start Records for this exercise

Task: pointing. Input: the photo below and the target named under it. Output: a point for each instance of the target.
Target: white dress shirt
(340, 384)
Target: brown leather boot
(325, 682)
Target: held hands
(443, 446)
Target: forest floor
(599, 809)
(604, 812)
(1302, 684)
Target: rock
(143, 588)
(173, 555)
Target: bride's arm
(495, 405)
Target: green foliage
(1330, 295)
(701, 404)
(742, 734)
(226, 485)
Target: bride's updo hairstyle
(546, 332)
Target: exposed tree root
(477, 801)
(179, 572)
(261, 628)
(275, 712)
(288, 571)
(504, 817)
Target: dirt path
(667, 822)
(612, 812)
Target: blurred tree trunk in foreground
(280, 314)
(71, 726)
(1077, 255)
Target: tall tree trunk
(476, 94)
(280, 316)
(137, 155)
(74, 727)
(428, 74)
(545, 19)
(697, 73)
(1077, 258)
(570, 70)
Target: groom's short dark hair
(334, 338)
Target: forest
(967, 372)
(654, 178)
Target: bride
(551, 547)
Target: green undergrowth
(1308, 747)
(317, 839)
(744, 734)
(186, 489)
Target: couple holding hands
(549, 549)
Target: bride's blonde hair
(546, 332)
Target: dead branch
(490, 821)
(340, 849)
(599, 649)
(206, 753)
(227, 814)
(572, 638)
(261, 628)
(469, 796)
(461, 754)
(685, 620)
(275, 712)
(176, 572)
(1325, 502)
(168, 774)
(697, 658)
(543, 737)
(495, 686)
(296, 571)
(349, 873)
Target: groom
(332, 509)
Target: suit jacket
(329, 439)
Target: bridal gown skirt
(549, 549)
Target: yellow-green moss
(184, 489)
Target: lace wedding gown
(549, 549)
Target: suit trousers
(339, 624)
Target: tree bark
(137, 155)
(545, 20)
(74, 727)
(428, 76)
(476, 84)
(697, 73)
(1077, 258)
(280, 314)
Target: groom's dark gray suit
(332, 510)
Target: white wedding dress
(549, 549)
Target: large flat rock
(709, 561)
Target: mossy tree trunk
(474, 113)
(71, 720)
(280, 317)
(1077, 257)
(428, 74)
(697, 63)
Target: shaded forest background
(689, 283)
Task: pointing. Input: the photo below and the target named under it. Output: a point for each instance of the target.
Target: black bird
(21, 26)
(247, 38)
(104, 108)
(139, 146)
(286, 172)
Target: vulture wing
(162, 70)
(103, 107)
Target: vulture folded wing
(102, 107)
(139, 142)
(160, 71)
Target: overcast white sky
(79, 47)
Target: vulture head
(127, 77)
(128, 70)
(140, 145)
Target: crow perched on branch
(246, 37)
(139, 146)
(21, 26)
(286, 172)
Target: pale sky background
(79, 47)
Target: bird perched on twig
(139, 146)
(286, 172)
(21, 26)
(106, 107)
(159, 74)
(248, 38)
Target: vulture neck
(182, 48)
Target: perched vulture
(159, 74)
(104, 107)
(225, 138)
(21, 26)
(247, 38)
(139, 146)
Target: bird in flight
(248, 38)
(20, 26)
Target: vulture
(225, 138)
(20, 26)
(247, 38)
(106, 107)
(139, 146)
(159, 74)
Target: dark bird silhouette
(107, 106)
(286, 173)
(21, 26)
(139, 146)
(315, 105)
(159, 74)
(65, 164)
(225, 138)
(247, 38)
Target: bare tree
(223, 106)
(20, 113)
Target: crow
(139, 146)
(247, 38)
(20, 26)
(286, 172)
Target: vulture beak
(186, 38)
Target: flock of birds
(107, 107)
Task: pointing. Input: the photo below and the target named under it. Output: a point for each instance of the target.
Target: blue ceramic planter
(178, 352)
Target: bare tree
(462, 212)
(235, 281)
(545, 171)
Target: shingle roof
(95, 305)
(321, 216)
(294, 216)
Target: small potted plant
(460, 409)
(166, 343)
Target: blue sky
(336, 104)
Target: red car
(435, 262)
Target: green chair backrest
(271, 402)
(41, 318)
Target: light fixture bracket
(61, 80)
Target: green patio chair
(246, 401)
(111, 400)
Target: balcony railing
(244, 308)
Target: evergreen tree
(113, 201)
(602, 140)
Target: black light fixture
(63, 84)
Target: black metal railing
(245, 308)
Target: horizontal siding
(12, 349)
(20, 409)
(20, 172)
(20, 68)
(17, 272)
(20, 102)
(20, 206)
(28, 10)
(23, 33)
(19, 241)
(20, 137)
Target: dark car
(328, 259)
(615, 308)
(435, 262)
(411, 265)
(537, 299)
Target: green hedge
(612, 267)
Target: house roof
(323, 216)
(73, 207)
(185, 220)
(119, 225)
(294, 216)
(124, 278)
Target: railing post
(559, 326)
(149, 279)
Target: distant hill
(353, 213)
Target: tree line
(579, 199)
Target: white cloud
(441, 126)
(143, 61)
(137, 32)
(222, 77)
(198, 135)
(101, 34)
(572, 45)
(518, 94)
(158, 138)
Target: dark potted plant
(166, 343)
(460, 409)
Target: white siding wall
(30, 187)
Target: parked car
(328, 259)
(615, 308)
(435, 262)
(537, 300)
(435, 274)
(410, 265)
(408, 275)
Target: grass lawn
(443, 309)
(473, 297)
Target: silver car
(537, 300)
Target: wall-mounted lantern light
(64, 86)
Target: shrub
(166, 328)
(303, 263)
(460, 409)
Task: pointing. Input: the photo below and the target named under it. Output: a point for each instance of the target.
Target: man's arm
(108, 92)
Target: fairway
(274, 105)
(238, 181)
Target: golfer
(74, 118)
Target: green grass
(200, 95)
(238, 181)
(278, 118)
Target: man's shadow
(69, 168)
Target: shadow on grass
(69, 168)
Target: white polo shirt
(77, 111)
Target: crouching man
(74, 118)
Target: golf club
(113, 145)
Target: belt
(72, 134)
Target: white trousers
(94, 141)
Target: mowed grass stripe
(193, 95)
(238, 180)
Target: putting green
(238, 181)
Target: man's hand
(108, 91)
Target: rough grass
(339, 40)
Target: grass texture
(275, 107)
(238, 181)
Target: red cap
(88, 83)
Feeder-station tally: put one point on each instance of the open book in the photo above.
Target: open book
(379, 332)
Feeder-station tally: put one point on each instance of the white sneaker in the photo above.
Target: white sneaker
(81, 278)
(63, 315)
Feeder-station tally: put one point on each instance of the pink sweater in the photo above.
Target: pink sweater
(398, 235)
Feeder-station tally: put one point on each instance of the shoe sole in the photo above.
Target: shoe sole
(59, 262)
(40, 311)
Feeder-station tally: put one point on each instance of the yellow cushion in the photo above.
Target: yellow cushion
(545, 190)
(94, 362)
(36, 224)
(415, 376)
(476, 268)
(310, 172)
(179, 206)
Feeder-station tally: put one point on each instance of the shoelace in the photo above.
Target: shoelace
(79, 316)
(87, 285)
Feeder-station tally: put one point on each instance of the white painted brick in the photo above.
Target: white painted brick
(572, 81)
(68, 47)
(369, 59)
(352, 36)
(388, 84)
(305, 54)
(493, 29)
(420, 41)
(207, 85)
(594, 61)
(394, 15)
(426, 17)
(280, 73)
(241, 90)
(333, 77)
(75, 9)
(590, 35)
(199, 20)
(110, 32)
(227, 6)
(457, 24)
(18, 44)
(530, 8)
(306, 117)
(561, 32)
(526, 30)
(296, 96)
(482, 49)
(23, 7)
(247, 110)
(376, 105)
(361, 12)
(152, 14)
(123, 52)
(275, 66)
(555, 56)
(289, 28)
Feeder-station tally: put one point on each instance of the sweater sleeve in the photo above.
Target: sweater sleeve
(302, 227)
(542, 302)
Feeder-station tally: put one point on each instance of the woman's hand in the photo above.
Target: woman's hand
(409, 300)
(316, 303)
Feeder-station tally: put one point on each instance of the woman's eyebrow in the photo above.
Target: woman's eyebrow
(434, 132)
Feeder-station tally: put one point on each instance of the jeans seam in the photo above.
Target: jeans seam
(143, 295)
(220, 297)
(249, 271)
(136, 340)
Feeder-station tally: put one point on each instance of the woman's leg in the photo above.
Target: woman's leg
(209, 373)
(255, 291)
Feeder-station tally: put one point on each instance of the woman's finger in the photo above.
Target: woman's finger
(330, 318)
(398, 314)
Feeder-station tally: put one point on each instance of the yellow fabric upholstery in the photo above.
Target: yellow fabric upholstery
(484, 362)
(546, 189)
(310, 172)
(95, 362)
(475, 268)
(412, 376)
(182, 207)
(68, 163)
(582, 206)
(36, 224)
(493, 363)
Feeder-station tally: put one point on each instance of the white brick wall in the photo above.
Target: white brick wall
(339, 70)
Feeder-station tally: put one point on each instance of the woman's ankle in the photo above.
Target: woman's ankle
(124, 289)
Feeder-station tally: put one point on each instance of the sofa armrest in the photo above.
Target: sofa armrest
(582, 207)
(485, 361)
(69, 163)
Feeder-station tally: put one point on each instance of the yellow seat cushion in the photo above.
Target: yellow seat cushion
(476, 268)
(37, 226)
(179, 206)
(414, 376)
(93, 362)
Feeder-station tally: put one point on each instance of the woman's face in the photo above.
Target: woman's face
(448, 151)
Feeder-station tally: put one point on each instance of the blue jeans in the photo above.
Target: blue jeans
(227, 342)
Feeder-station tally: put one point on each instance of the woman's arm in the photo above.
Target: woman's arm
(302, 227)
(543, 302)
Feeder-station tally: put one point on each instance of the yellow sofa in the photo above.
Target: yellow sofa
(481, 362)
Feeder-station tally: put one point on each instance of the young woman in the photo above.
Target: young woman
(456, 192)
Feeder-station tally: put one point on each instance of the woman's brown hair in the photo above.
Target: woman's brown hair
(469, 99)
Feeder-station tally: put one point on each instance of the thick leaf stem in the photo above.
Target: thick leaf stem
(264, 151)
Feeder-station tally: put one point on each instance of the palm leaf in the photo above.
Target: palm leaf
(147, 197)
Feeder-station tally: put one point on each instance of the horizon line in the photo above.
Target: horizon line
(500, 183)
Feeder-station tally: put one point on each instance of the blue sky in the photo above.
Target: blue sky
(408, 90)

end Records for this exercise

Problem details
Retype exactly the lines from the one containing "seat cushion in the photo above." through the last line of the records above, including both.

Response to the exercise
Feeder-station tally: put one point on each instance of the yellow seat cushion in the photo above.
Target: yellow seat cushion
(476, 268)
(37, 226)
(179, 206)
(414, 376)
(93, 362)
Feeder-station tally: put one point on each instance of the woman's face in the photo above.
Target: woman's face
(448, 151)
Feeder-station tally: put one point on each instance of the blue jeans in the photo above.
Target: blue jeans
(227, 342)
Feeder-station tally: put one point on each instance of the woman's arm in the photo above.
Target: woman's arm
(302, 227)
(543, 302)
Feeder-station tally: put one point on each instance of the yellow sofa in the photo above.
Target: yellow sofa
(481, 362)
Feeder-station tally: put one point on each instance of the young woman in the photo above.
Target: young woman
(456, 192)
Feeder-station tally: put one point on each instance of the woman's brown hair in the photo above.
Target: woman's brown hair
(469, 99)
Feeder-station tally: put one point on each instance of the thick leaf stem in the photo above.
Target: thick leaf stem
(264, 151)
Feeder-station tally: put one point on each instance of the palm leaf in the photo above.
Target: palm leaf
(147, 197)
Feeder-station tally: put one point on each instance of the horizon line in the photo above.
Target: horizon line
(500, 183)
Feeder-station tally: put one point on each instance of the blue sky in the photo above.
Target: blue sky
(408, 90)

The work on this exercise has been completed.